Stated task 1: Name each group of affected parties that the GPS jamming post lists.
Stated task 2: Reproduce verbatim the part of the GPS jamming post that begins with the words containing "[SystemSafety] GPS jamming" and ends with "one of them.".

Source document:
====
[SystemSafety] GPS jamming

Olwen Morgan olwen at phaedsys.com
Sat Jul 13 16:25:20 CEST 2019

If I may say so, I see here what IMO is a misguided focus on attempted 
technical solutions to apparent interference with a single system. The 
obvious solution is not to rely on a single network of stations, 
terrestrial or orbiting, to get the primary position data. It is much 
harder for someone to spoof two technically different systems at the 
same time than to spoof just one of them.

Consider the affected parties:

1. Walkers and motorists: Both should be able to read maps. Motorists 
who can't read maps shouldn't be driving. And if GPS can be spoofed, 
they shouldn't be relying on it for intra-urban navigation in case it 
sends them the wrong way down one-way streets.

2. Ships at sea: Plenty of other ways for them to get fixes and it's not 

3. Civil aviation: They shouldn't at any time be relying on a single 
system for providing primary position data.

4. The military: They created the problem. If it's affecting them, they 
should provide their own solutions.

The only big issue here is the dependability of the global navigation 
infrastructure for civil aviation. If GPS or enhanced GPS is vulnerable, 
there need to be alternative systems with different vulnerability 
profiles. The basic problem is not going to be solved by adding 
functionality to GPS or other systems that does not directly address the 
fundamental vulnerability of GPS to spoofing.


On 13/07/2019 11:18, Peter Bishop wrote:
> I am not an expert, but I understand EGNOS works out corrections to 
> standard GPS signals
> based on a limited number of ground stations (who obviously know where 
> they are).
====
Source data:
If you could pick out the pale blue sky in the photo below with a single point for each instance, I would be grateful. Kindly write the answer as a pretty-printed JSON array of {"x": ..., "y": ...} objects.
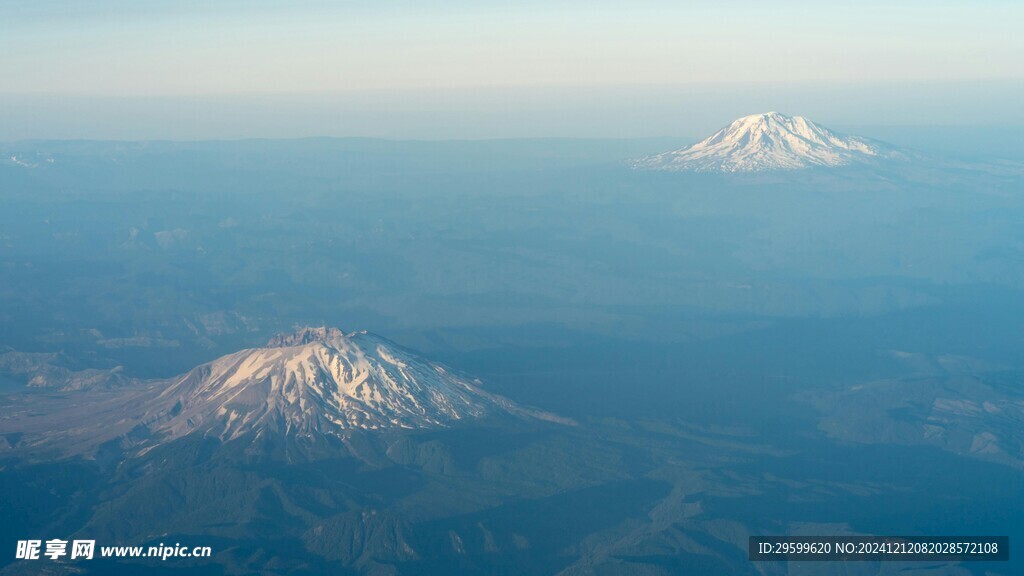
====
Complete answer 1:
- Walkers and motorists
- Ships at sea
- Civil aviation
- The military

Complete answer 2:
[SystemSafety] GPS jamming

Olwen Morgan olwen at phaedsys.com
Sat Jul 13 16:25:20 CEST 2019

If I may say so, I see here what IMO is a misguided focus on attempted 
technical solutions to apparent interference with a single system. The 
obvious solution is not to rely on a single network of stations, 
terrestrial or orbiting, to get the primary position data. It is much 
harder for someone to spoof two technically different systems at the 
same time than to spoof just one of them.